→ Data for this exercise
## start

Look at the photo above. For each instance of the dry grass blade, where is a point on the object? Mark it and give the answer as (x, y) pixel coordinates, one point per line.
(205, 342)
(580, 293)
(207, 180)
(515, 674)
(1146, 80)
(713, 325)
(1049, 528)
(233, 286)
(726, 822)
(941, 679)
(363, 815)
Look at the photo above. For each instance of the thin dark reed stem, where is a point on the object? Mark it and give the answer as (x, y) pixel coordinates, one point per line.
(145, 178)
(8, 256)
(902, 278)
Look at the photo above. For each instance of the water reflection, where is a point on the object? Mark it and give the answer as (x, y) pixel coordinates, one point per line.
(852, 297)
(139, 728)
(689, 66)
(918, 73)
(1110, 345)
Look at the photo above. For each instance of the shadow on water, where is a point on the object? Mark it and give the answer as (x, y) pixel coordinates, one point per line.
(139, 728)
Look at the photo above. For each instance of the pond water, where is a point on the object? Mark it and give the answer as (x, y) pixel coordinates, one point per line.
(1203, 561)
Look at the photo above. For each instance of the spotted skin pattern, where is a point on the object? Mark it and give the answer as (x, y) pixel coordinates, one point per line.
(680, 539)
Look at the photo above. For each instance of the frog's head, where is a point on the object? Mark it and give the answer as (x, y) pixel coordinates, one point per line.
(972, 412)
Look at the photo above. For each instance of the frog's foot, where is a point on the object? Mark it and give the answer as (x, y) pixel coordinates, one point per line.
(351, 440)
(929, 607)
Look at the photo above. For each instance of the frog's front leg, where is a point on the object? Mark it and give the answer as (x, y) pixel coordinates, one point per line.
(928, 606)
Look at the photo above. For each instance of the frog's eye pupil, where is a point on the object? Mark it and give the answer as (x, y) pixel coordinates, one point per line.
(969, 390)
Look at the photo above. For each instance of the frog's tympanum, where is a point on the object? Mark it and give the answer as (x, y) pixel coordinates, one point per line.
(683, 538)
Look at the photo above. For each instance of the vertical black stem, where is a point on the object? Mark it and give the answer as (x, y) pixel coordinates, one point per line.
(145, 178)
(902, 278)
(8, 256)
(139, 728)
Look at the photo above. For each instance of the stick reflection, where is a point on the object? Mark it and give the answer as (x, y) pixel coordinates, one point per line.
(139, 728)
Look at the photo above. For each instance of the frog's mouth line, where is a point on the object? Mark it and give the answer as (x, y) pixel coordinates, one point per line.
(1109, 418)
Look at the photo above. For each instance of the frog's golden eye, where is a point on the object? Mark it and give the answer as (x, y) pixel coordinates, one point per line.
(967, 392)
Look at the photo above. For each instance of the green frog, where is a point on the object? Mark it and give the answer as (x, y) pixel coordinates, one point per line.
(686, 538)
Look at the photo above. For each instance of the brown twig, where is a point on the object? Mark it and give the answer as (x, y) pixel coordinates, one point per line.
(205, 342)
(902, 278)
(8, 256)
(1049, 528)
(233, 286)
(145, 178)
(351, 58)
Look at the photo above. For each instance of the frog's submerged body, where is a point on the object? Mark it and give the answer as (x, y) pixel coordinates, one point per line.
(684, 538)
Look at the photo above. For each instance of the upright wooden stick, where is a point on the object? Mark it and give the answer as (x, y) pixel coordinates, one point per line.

## end

→ Set exercise
Repeat the listing in full, keeping every line exactly as it is.

→ Exercise answer
Look at the photo above. For each instance of the dry grass blade, where is a point on the object? Mark it and give the answer as (x, y) pixel coordinates, one point per line.
(205, 342)
(580, 293)
(207, 180)
(515, 674)
(1146, 80)
(713, 325)
(1049, 528)
(233, 286)
(726, 822)
(941, 679)
(363, 815)
Look at the photo above. For each instance of the thin dark reed stem, where is a point on the object? Mark it and give the answer as (x, y) pixel coordinates, one point per line.
(145, 178)
(8, 256)
(902, 278)
Look at the photo above. For each instance of the water reflection, where is a point on the object? Mark it and give the answer as (x, y) pixel coordinates, one point per line.
(852, 297)
(139, 728)
(689, 66)
(918, 73)
(1110, 345)
Look at the photo above. For each instance of the shadow on water, where is a point on the object? Mark it and give the answer as (x, y) pixel coordinates, one point per line.
(139, 728)
Look at the photo above. For each instance of the pond water, where is a point on the object? Mark it and give the answer as (x, y) pixel coordinates, one point per line.
(1203, 561)
Look at the photo above. For each instance of the spotted skin pattern, where is a point on the object? Mark it and give the answer as (x, y) pixel coordinates, one point per line.
(680, 539)
Look at the photo above. For each instance of the frog's head, where is a point on the object? Mark it and give the answer as (x, y) pixel coordinates, one point per line.
(972, 412)
Look at the photo above. For each instance of the frog's foot, where is a point on the object? Mark it and give the answer as (x, y) pixel coordinates, one point per line.
(351, 440)
(929, 607)
Look at the photo above. For each instance of the frog's front leg, where is a point on the object? Mark it and give the answer as (x, y) pixel coordinates, one point per line.
(928, 606)
Look at the photo above. For each instance of the frog's eye pupil, where is a point on the object? Mark it and give the answer as (x, y) pixel coordinates, one point per line.
(969, 390)
Look at the photo above. For each instance of the frog's tympanum, where is a point on the object? Mark it and give the answer as (x, y) pixel coordinates, one point per line.
(683, 538)
Look at the photo above. For each instance of the vertical black stem, where is a point on the object? Mark it and give the answer as (x, y) pixel coordinates, one point per line.
(145, 178)
(902, 278)
(8, 256)
(139, 728)
Look at the photo above. For each instance of the stick reflection, where is a point on the object? Mark it and give the answer as (x, y) pixel coordinates, one point per line.
(139, 728)
Look at the photo above. For each instance of the frog's mouth line, where is a point on the object? Mark it and give the answer as (x, y) pixel coordinates, one point per line.
(1109, 418)
Look at the photo above. For each instance of the frog's golden eye, where is a point on the object? Mark it and give the answer as (x, y) pixel coordinates, one point per line.
(967, 392)
Look at the photo above. For each instance of the green frog, where is a point on the object? Mark it and give the answer as (x, y) pixel coordinates, one point per line.
(686, 538)
Look at the photo above. For each instance of the brown twig, where is a point on the object? Mark it and give the answer as (x, y) pixel coordinates, one point per line.
(205, 342)
(902, 278)
(8, 256)
(1049, 528)
(233, 286)
(145, 178)
(351, 58)
Look at the photo above. For each instance of the frog's submerged body, where is a point on the object? Mark it and give the answer as (x, y) pixel coordinates, one point per line.
(684, 538)
Look at the photo above. For each instance of the upright wooden stick, where is a point on the object? Mark it and give the answer as (x, y) pixel coordinates, one point per line.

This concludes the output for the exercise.